Lovecraft...
Tout le monde (du moins les amateurs de S-F et ou d'horreur) connait le fameux Howard Phillips Lovecraft, son œuvre unique, son talent pour avoir créée un Univers qui lui est propre.
Univers qui inspirera:


-d'autres écrivains comme Stephen King ou Dean Koontz
-mais aussi des réalisateurs (John Carpenter en tête, Brian Yuzna...),
-des peintres (H.R Giger bien sûr, mais aussi Ian Miller, François Launet...),
-des illustrateurs (Rowena Morrill, Dave Carson...).
Bref, sans Lovecraft, l'horreur aurait été moins folle...


Alors évidemment, lorsque l'un de ses récits est adapté au cinéma, ça fait toujours grincer les dents d'une certaine élite, parfois à raison (The Curse, The Unnamable...), parfois à tort malgré des budgets mini (Re-Animator, From Beyond).

À FAIRE:
**A)** Pourquoi l'extrait sur Lovecraft affirme-t-il que, sans lui, « l'horreur aurait été moins folle » ? Répondez en une à trois phrases.
**B)** Quelles lignes des enregistrements contiennent la chaîne « Query » ? Montrez-les toutes.

DONNÉES FOURNIES:
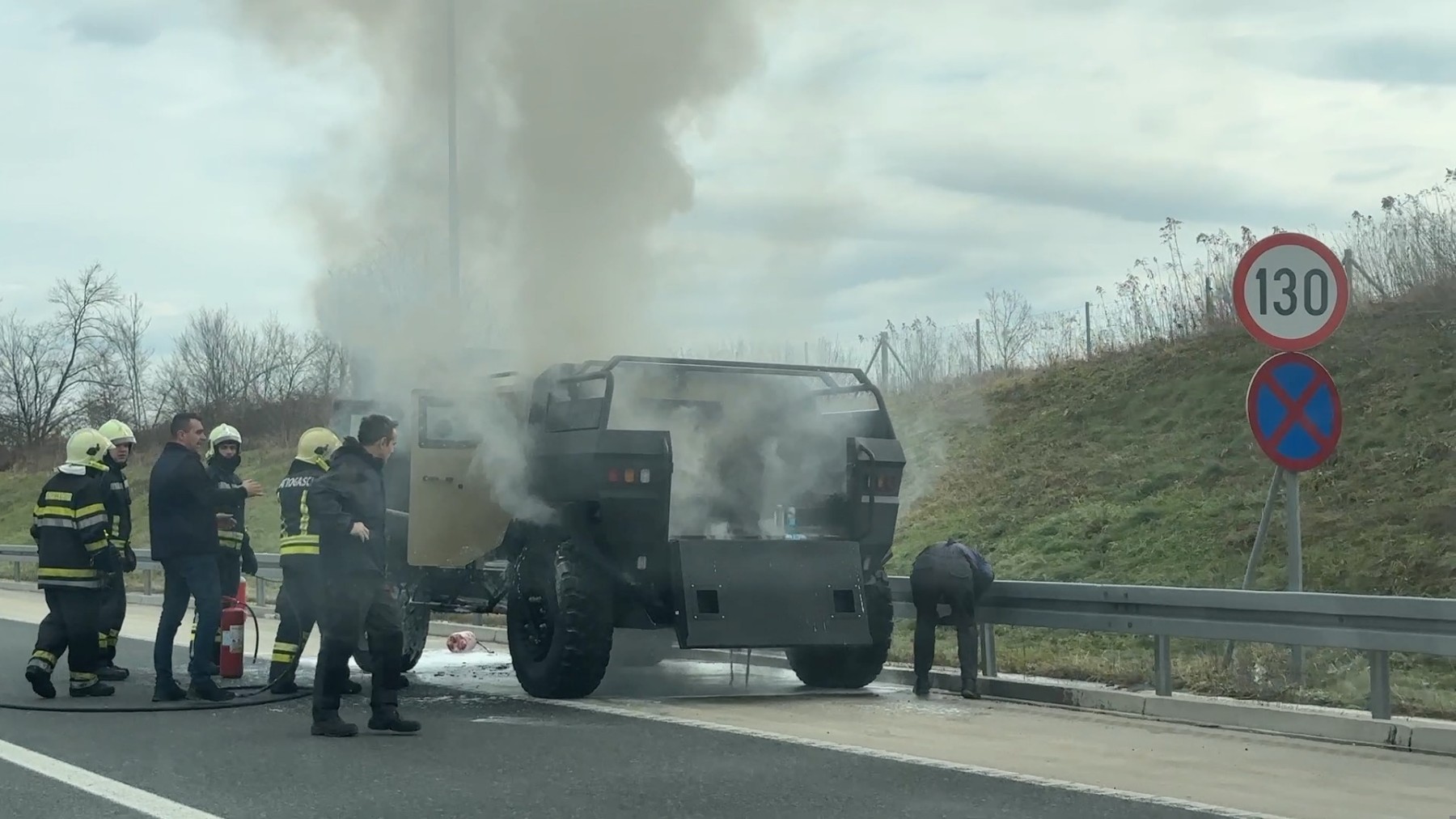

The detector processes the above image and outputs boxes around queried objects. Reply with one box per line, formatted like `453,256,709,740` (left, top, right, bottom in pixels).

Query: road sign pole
1223,466,1285,666
1285,463,1305,685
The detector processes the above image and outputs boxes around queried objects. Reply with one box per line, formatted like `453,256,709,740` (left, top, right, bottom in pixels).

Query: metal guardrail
0,545,1456,720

CORRIGÉS TÂCHE PAR TÂCHE:
**A)** Parce que l'univers propre qu'il a créé a inspiré d'autres écrivains comme Stephen King ou Dean Koontz et des réalisateurs, John Carpenter en tête, ou Brian Yuzna. Il a aussi inspiré des peintres comme H.R Giger, Ian Miller et François Launet, ainsi que des illustrateurs comme Rowena Morrill et Dave Carson.

**B)**
Query: road sign pole
Query: metal guardrail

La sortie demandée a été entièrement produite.